== Instructions for the task ==
Transcribe the passage of the text on canine intracranial meningioma from "The subjects were" to "by the neoplasia.".

Figure 1: 6-years-old, female Boxer dog. 3D reconstruction on an intracranial meningioma compressing the cerebellar bulb. A: intracranial meningioma (arrow) presenting a well-delimited mass with peritumoral edema. B: intracranial meningioma (arrow) compressing the cerebellar bulb.
On ophthalmologic examination of the remaining eye, it was observed slight opacity of the lens, no blink to threat reflex and presence of photopupillary reflex without evidence of any change on the fundus examination by direct ophthalmoscopy. Complete blood count(CBC), hepatic and renal biochemical profile (ALT, AST, FA, urea and creatinine), electrocardiography and CT scan of the orbits and skull were tests requested. Both CTs were performed in helical device ESLCINT SELECT SP, with axial and coronal slices with 2 mm thick, using intravenous non-ionic contrast.
The subjects were sedated for the CT, using an association of pethidine (2mg/kg) and acepromazine (0.05 mg/kg) intramuscular (IM) injection and 10 mL of iodinated contrast injected intravenously (IV). The subject 1 showed a significant increase of the cerebrospinal fluid (CSF) within the left and right lateral ventricles. The cortical sulci and basal cisterns were compressed due to the increase of CSF within the lateral ventricles. The images were suggestive of hypercaptant mass (Figure 2) in the cerebellum evidenced by intravenous contrast, affecting and compressing the cerebellar bulb, the peribulbar cistern, the amygdala, pons, the cerebellar peduncle, rostral lunate lobule, the simple lobe and right quadrangular lobe, also involving the cerebellar tonsil and fourth ventricle. It was noted protrusion of the cerebellum in consequence of the increase in volume caused by the neoplasia.

== Excerpted records ==
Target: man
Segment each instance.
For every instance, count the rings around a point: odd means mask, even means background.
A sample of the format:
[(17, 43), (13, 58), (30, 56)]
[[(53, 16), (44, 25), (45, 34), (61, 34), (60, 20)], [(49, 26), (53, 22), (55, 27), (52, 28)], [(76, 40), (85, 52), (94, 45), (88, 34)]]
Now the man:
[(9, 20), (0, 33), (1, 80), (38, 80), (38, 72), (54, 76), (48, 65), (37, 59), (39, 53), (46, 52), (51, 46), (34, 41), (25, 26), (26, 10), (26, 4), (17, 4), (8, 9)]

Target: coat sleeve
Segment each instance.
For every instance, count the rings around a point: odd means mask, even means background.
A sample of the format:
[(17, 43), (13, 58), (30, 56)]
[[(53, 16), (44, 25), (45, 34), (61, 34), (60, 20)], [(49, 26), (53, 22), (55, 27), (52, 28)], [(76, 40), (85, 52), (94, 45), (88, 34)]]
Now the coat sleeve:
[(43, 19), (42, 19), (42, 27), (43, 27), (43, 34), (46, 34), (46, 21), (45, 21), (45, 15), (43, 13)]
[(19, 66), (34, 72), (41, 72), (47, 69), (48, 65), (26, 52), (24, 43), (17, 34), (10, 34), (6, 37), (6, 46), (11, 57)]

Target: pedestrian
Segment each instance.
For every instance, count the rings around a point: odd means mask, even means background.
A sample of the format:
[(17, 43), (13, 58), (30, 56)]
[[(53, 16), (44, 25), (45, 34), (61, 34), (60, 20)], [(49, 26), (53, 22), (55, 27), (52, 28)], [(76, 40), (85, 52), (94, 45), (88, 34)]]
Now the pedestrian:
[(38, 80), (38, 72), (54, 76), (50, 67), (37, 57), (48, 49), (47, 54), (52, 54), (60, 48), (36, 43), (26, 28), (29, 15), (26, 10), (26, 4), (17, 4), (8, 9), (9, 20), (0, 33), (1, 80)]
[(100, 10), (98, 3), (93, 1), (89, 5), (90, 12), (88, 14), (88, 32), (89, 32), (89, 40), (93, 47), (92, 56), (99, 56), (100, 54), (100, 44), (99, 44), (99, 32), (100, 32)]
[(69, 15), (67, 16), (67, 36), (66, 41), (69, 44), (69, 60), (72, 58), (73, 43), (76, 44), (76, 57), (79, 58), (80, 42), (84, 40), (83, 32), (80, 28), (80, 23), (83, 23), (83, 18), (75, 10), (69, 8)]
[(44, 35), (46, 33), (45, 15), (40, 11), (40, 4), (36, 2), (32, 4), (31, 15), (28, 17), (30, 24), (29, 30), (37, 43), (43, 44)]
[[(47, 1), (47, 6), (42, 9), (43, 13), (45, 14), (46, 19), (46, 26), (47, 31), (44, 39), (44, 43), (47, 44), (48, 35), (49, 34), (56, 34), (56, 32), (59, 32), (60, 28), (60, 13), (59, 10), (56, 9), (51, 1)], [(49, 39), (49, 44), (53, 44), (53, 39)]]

== Result below ==
The subjects were sedated for the CT, using an association of pethidine (2mg/kg) and acepromazine (0.05 mg/kg) intramuscular (IM) injection and 10 mL of iodinated contrast injected intravenously (IV). The subject 1 showed a significant increase of the cerebrospinal fluid (CSF) within the left and right lateral ventricles. The cortical sulci and basal cisterns were compressed due to the increase of CSF within the lateral ventricles. The images were suggestive of hypercaptant mass (Figure 2) in the cerebellum evidenced by intravenous contrast, affecting and compressing the cerebellar bulb, the peribulbar cistern, the amygdala, pons, the cerebellar peduncle, rostral lunate lobule, the simple lobe and right quadrangular lobe, also involving the cerebellar tonsil and fourth ventricle. It was noted protrusion of the cerebellum in consequence of the increase in volume caused by the neoplasia.